> AANGELEVERDE TEKST

'''

ECLI:NL:CRVB:2021:138
Centrale Raad van Beroep
- Hoger beroep
- Rechtspraak.nl
Beëindiging van ZW-uitkering en geschiktheid van functies voor appellante na ziekte
In deze zaak heeft de Centrale Raad van Beroep op 22 januari 2021 uitspraak gedaan in hoger beroep over de beëindiging van de ZW-uitkering van appellante. Appellante had zich op 13 augustus 2014 ziek gemeld en haar dienstverband was beëindigd op 28 december 2015. Het Uwv had vastgesteld dat appellante met ingang van 28 december 2015 geen recht had op ziekengeld, omdat zij meer dan 65% van haar maatmaninkomen kon verdienen. De rechtbank Oost-Brabant had het beroep van appellante tegen dit besluit ongegrond verklaard, waarna appellante in hoger beroep ging.
De Raad oordeelde dat het onderzoek door het Uwv voldoende zorgvuldig was geweest en dat er geen aanleiding was om te twijfelen aan de juistheid van de Functionele Mogelijkhedenlijst (FML). Appellante had aangevoerd dat het Uwv haar beperkingen niet correct had ingeschat en dat er meer beperkingen aangenomen hadden moeten worden. De Raad concludeerde echter dat de verzekeringsarts en de arbeidsdeskundige voldoende gemotiveerd hadden dat de aan de EZWb ten grondslag gelegde functies in medisch opzicht geschikt waren voor appellante.
De Raad bevestigde de uitspraak van de rechtbank en oordeelde dat er geen schending was van het beginsel van equality of arms. De Raad oordeelde dat appellante niet aannemelijk had gemaakt dat haar beperkingen waren onderschat en dat de FML correct was vastgesteld. De uitspraak van de Centrale Raad van Beroep bevestigde de eerdere beslissing van de rechtbank en de beëindiging van de ZW-uitkering werd gehandhaafd.

'''

> WERKOPDRACHT 1
Noem alle data die in de samenvatting over de beëindiging van de ZW-uitkering voorkomen, elke datum één keer.
> WERKOPDRACHT 2
Druk het gedeelte van de samenvatting over de beëindiging van de ZW-uitkering af van "De Raad bevestigde" tot "ZW-uitkering werd gehandhaafd.".
De lijst speelt hierbij geen enkele rol.

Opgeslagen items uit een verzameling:
'''

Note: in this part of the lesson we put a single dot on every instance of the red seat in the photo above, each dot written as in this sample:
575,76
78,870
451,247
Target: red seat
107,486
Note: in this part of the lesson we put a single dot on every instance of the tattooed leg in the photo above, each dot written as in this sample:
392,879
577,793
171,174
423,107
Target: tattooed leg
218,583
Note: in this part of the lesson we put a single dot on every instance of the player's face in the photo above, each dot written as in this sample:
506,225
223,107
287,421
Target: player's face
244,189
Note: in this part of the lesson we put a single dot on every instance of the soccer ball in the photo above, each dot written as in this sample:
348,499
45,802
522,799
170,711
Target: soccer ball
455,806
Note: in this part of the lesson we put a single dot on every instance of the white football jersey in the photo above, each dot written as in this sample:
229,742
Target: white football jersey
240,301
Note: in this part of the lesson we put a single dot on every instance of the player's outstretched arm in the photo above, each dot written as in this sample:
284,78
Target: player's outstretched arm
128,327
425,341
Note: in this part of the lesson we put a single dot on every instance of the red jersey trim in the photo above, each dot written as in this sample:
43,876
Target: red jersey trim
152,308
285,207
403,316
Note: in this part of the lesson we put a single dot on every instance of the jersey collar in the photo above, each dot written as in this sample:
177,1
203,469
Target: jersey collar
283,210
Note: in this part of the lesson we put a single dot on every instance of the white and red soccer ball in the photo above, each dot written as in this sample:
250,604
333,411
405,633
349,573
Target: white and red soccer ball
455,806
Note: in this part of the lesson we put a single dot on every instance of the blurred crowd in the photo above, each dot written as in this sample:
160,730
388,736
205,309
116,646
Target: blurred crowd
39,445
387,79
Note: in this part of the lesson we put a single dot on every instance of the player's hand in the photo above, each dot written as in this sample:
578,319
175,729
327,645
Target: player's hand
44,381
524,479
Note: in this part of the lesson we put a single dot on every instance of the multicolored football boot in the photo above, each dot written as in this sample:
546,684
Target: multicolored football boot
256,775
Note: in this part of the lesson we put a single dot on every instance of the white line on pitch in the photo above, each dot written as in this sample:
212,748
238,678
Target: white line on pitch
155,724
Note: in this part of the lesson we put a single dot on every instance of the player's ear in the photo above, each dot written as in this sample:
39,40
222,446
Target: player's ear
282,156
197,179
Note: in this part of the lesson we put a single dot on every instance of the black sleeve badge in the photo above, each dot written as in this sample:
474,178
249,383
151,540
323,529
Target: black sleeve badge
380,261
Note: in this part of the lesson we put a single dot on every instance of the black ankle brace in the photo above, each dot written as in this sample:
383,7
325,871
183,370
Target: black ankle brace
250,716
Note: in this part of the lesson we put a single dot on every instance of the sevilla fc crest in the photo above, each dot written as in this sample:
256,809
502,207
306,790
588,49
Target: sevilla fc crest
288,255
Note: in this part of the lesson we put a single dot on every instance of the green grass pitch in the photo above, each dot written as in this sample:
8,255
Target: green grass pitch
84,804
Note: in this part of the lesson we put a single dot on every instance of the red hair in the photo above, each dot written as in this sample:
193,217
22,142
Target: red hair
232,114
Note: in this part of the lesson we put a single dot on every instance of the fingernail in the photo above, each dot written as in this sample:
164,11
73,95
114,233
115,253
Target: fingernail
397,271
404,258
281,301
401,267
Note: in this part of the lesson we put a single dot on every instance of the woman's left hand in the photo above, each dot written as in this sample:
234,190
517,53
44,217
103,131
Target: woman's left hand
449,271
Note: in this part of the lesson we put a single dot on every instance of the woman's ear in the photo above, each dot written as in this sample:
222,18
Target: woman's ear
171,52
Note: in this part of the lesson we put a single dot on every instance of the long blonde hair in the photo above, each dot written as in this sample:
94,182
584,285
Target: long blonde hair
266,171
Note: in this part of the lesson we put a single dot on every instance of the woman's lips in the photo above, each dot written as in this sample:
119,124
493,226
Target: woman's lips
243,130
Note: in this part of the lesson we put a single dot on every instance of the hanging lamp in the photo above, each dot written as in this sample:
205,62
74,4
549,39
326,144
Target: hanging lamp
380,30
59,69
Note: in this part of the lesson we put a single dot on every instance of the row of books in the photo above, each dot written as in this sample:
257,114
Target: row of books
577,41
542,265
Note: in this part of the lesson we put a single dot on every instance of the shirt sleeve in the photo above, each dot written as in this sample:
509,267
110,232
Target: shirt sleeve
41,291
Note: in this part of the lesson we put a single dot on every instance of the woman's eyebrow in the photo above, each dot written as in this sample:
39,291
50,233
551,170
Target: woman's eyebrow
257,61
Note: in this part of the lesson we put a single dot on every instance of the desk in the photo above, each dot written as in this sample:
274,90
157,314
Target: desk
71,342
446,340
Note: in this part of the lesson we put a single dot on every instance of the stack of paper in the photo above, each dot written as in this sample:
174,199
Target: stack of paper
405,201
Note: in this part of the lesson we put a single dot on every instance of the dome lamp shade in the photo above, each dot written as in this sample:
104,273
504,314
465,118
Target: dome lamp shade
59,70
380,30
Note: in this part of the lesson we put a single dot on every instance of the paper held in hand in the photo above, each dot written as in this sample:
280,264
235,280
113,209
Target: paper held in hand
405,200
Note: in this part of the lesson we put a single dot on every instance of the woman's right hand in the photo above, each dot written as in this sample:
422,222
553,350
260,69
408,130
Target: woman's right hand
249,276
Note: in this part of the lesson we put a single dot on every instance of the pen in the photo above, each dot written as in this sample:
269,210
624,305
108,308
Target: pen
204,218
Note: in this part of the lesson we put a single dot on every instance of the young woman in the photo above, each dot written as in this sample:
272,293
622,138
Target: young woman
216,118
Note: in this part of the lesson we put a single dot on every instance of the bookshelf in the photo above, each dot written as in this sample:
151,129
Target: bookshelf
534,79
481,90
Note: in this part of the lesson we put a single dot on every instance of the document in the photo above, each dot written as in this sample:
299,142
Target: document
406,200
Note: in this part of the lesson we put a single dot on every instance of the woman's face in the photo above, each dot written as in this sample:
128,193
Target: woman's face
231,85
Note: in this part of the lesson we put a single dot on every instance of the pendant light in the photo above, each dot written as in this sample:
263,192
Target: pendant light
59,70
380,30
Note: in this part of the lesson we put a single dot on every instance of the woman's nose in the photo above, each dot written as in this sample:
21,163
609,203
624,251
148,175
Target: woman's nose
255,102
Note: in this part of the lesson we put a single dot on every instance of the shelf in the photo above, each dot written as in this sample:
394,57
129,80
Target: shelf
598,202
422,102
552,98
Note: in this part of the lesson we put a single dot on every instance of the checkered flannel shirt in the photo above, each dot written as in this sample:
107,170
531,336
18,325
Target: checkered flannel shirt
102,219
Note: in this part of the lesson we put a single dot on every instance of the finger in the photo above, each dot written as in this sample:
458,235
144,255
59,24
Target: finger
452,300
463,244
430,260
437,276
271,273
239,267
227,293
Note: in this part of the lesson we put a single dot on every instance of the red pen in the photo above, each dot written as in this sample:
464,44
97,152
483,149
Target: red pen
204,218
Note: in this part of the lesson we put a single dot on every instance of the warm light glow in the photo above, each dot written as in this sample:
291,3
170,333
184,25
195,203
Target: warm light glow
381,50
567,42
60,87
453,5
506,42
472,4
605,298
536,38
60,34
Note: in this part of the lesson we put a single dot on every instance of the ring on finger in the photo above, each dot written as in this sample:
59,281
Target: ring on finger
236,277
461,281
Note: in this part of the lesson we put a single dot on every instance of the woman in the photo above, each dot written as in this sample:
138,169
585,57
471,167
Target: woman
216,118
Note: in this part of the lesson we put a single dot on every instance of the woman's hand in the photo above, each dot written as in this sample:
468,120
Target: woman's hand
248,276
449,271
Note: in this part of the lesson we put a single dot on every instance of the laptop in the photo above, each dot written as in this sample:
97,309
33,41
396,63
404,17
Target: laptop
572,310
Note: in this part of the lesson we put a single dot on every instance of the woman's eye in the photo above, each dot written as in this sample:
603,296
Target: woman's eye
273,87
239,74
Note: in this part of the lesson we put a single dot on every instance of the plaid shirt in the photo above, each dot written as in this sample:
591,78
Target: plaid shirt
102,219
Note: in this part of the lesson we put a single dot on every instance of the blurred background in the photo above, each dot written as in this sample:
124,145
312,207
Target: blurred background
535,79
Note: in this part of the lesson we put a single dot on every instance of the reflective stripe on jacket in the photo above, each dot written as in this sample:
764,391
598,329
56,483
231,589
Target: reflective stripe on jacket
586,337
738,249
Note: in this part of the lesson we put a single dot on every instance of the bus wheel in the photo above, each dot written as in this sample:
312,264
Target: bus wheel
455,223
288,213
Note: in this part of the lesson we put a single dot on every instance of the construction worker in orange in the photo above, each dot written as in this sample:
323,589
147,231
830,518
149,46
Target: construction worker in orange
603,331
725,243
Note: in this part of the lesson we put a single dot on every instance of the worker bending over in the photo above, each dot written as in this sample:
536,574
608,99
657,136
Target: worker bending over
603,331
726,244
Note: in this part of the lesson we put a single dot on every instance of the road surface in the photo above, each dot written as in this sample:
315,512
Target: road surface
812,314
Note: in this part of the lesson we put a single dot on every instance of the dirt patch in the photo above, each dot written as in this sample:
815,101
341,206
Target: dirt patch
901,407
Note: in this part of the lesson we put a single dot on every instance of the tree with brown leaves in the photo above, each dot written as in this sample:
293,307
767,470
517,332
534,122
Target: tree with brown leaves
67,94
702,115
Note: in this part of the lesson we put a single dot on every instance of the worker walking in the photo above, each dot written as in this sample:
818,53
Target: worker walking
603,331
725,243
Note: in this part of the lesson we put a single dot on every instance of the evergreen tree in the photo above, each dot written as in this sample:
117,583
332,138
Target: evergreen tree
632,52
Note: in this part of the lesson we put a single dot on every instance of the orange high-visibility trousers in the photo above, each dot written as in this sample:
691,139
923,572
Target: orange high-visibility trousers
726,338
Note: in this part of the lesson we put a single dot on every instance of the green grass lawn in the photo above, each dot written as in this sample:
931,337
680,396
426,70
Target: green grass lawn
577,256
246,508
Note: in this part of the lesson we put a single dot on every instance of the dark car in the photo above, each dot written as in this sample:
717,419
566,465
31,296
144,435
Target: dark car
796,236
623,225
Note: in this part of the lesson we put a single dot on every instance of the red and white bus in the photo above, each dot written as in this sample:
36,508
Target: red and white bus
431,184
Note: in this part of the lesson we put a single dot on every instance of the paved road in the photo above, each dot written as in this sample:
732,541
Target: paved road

'''

> ANTWOORD 1
22 januari 2021, 13 augustus 2014, 28 december 2015

> ANTWOORD 2
De Raad bevestigde de uitspraak van de rechtbank en oordeelde dat er geen schending was van het beginsel van equality of arms. De Raad oordeelde dat appellante niet aannemelijk had gemaakt dat haar beperkingen waren onderschat en dat de FML correct was vastgesteld. De uitspraak van de Centrale Raad van Beroep bevestigde de eerdere beslissing van de rechtbank en de beëindiging van de ZW-uitkering werd gehandhaafd.